=== THE PROBLEM ===
Rewrite every line of the rows below with "integer pixel coords" replaced by "whole-number pixel coordinates" and nothing else changed. Leave the pictures out of your answer.

=== AVAILABLE DATA ===

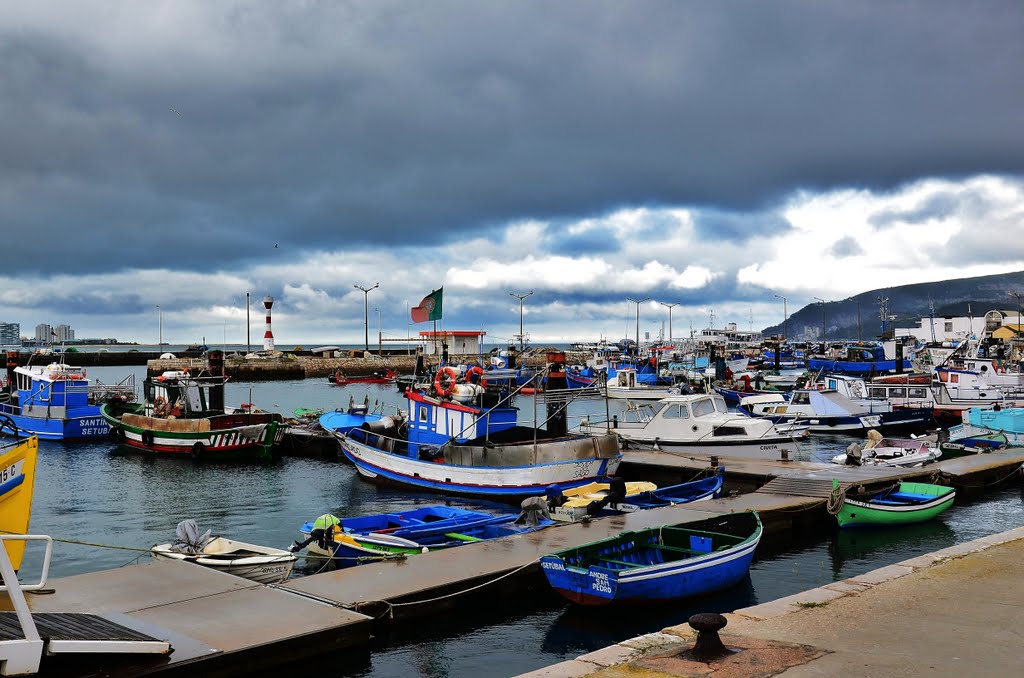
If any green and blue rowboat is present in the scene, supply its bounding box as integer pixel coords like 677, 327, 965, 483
833, 480, 956, 528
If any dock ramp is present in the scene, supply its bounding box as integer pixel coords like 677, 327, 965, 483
0, 535, 171, 676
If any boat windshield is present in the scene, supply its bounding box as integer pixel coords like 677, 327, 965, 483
620, 402, 665, 422
692, 397, 715, 417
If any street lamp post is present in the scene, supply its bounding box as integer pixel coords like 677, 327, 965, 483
814, 297, 825, 350
775, 294, 790, 344
509, 290, 534, 353
626, 297, 650, 356
657, 301, 679, 344
352, 283, 381, 352
1007, 292, 1021, 337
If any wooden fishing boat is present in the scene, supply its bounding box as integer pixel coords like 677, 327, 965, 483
338, 353, 622, 499
0, 426, 39, 570
541, 512, 762, 605
828, 480, 956, 528
100, 360, 285, 461
150, 520, 298, 584
0, 363, 135, 441
327, 369, 398, 386
289, 506, 553, 567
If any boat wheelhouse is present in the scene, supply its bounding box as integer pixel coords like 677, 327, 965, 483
0, 363, 135, 441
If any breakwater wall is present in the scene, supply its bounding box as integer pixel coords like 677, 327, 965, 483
145, 353, 569, 381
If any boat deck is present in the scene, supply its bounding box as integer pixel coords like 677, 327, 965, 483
9, 452, 1024, 676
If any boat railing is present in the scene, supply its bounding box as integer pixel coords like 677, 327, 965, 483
0, 534, 53, 593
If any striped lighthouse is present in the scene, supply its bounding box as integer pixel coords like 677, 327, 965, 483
263, 295, 273, 350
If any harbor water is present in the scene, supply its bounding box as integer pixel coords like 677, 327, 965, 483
16, 368, 1024, 677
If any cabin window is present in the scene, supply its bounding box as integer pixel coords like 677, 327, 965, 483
662, 405, 690, 419
693, 397, 715, 417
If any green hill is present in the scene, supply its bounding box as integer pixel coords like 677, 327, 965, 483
763, 271, 1024, 341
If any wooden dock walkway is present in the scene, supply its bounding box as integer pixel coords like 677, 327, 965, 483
9, 452, 1024, 676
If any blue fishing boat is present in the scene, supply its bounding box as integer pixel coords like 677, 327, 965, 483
289, 506, 553, 566
319, 395, 383, 433
807, 344, 913, 376
541, 512, 762, 605
548, 475, 725, 521
0, 363, 135, 441
338, 353, 622, 499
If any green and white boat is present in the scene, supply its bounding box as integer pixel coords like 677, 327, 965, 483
100, 371, 285, 461
829, 480, 956, 528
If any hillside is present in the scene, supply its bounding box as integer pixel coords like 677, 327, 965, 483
763, 271, 1024, 341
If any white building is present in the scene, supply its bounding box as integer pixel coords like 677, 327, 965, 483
420, 331, 486, 355
0, 323, 22, 347
35, 323, 53, 344
896, 315, 985, 343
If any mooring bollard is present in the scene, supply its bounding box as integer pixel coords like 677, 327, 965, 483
689, 612, 729, 660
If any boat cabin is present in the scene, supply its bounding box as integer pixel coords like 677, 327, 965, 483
14, 363, 89, 419
408, 391, 518, 458
142, 371, 224, 417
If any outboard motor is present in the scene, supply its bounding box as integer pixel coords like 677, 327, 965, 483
544, 485, 565, 508
845, 442, 863, 466
288, 513, 341, 553
515, 497, 551, 527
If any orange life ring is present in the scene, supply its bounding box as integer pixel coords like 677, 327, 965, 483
434, 368, 459, 397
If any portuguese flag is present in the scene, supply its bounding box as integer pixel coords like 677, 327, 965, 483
413, 287, 444, 323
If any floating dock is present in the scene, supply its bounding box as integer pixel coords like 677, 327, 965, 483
9, 452, 1024, 676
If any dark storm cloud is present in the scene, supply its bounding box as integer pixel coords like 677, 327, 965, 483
693, 214, 793, 242
0, 1, 1024, 272
830, 238, 864, 258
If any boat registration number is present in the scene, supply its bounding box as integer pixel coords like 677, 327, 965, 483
0, 459, 25, 483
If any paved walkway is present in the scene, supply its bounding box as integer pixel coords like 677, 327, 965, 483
525, 527, 1024, 678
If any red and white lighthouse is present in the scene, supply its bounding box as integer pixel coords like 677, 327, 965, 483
263, 295, 273, 350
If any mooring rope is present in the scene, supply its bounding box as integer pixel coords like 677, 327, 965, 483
825, 482, 846, 515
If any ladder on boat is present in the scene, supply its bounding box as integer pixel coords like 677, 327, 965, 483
0, 535, 171, 676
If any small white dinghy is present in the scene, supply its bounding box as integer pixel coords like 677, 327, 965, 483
833, 428, 942, 467
151, 520, 298, 584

=== SOLVED PROBLEM ===
If any green and blue rowboat is present in the scene, supply its bounding box as whole-number pixel coordinates like 677, 327, 965, 483
833, 480, 956, 528
If any dock ramp is present in the scene, supply its bounding box as whole-number pixel coordinates like 677, 327, 965, 483
0, 535, 171, 676
If any boat windshield is present in the scene, supply its bounding box as whole-number pixel coordinates like 677, 327, 965, 483
620, 402, 665, 422
692, 397, 715, 417
If any street lamp post is present in the scene, supply its bounding box as whole-number pixel coordinates like 677, 327, 965, 483
814, 297, 825, 350
775, 294, 790, 344
509, 290, 534, 353
626, 297, 650, 356
657, 301, 679, 344
352, 283, 381, 352
1007, 292, 1021, 337
If any wooden fishing boat is present in the scene, supply its bounding box as whole-number pixel coordinates like 677, 327, 965, 483
338, 353, 622, 499
0, 426, 39, 570
541, 512, 762, 605
828, 480, 956, 528
100, 360, 285, 461
150, 520, 298, 584
0, 363, 135, 441
327, 369, 398, 386
289, 506, 553, 567
If any boat wheelhouse is present in the scene, supply its bounding box as whole-number pixel coordinates like 677, 327, 965, 483
0, 363, 135, 441
If any breakwater wall is present in the scene, supply its bounding box as whole-number pixel coordinates like 677, 327, 965, 483
145, 353, 569, 381
If any boat deck is present in the scene, supply its bounding box as whole-number pixel coordinates like 677, 327, 965, 483
9, 452, 1024, 676
If any boat railing is present in the scene, supply its bounding box as whole-number pixel coordinates like 677, 327, 965, 483
0, 534, 53, 593
If any striped lighthouse is present in the scene, supply its bounding box as whole-number pixel coordinates like 677, 327, 965, 483
263, 295, 273, 350
If any harbor water is present in the scene, supply its bounding box as whole-number pixel coordinates like 677, 327, 965, 483
16, 368, 1024, 677
If any cabin window is present in the scene, supply its bounding box as whole-number pixel coordinates like 677, 327, 965, 483
662, 405, 690, 419
693, 397, 715, 417
If any green hill is present in the scene, supply its bounding box as whole-number pixel coordinates like 677, 327, 965, 483
763, 271, 1024, 341
If any wooden dock walkway is present in the scene, supply its bounding box as whole-number pixel coordinates like 677, 327, 965, 483
9, 452, 1024, 676
If any blue fishing boat is present in the scene, supply its bounding box as whole-number pixel coordinates like 677, 327, 965, 483
289, 506, 553, 566
319, 395, 383, 433
807, 344, 913, 376
541, 512, 762, 605
548, 475, 725, 521
0, 363, 135, 441
338, 353, 622, 499
If any green and white boat is present in the scene, supply its bounding box as whole-number pixel coordinates like 677, 327, 965, 483
100, 371, 285, 461
829, 480, 956, 528
If any hillside is present in the scene, supply its bounding box as whole-number pixel coordinates like 677, 327, 965, 483
763, 271, 1024, 341
If any white building is present in the scene, supply its bounding box as whole-number pixel coordinates like 677, 327, 965, 483
420, 331, 486, 355
0, 323, 22, 347
35, 323, 53, 344
896, 315, 985, 343
If any mooring bollard is present in the scene, supply its bounding box as whole-number pixel coordinates like 677, 327, 965, 483
689, 612, 729, 660
If any boat cabin is present in the scene, supply its bounding box as whole-number pixel coordinates like 677, 327, 965, 483
14, 363, 89, 419
408, 391, 518, 458
142, 371, 224, 417
If any outboard motor is present in the scene, supply its bounding box as whole-number pixel coordinates like 677, 327, 965, 483
544, 485, 565, 508
845, 442, 863, 466
288, 513, 341, 553
515, 497, 551, 527
If any orange life ring is present in the scene, supply its bounding box as whole-number pixel coordinates like 677, 327, 965, 483
434, 368, 459, 397
If any portuguese flag is present in the scene, supply its bounding box as whole-number pixel coordinates like 677, 327, 965, 483
413, 287, 444, 323
If any floating dock is present in the scene, supply its bounding box as whole-number pixel coordinates like 677, 327, 965, 483
9, 452, 1024, 676
If any dark storm cloud is present in the scene, supply its bounding box as whole-number pixel coordinates like 677, 327, 965, 483
693, 214, 793, 242
0, 1, 1024, 272
830, 238, 864, 258
If any boat registration number is present in the scene, supply its bounding box as whole-number pixel coordinates like 677, 327, 965, 483
0, 459, 25, 483
If any paved walkway is present in the scene, supply its bounding box as whole-number pixel coordinates like 677, 327, 965, 483
525, 527, 1024, 678
If any red and white lighthouse is present in the scene, supply its bounding box as whole-number pixel coordinates like 677, 327, 965, 483
263, 295, 273, 350
If any mooring rope is present in the scene, supply its bounding box as whole-number pixel coordinates like 677, 327, 965, 483
825, 482, 846, 515
If any ladder on boat is present in the scene, supply its bounding box as whole-number pixel coordinates like 677, 327, 965, 483
0, 535, 171, 676
If any small white dinghy is present in the scene, supply its bounding box as whole-number pixel coordinates like 677, 327, 965, 483
833, 428, 942, 467
151, 520, 298, 584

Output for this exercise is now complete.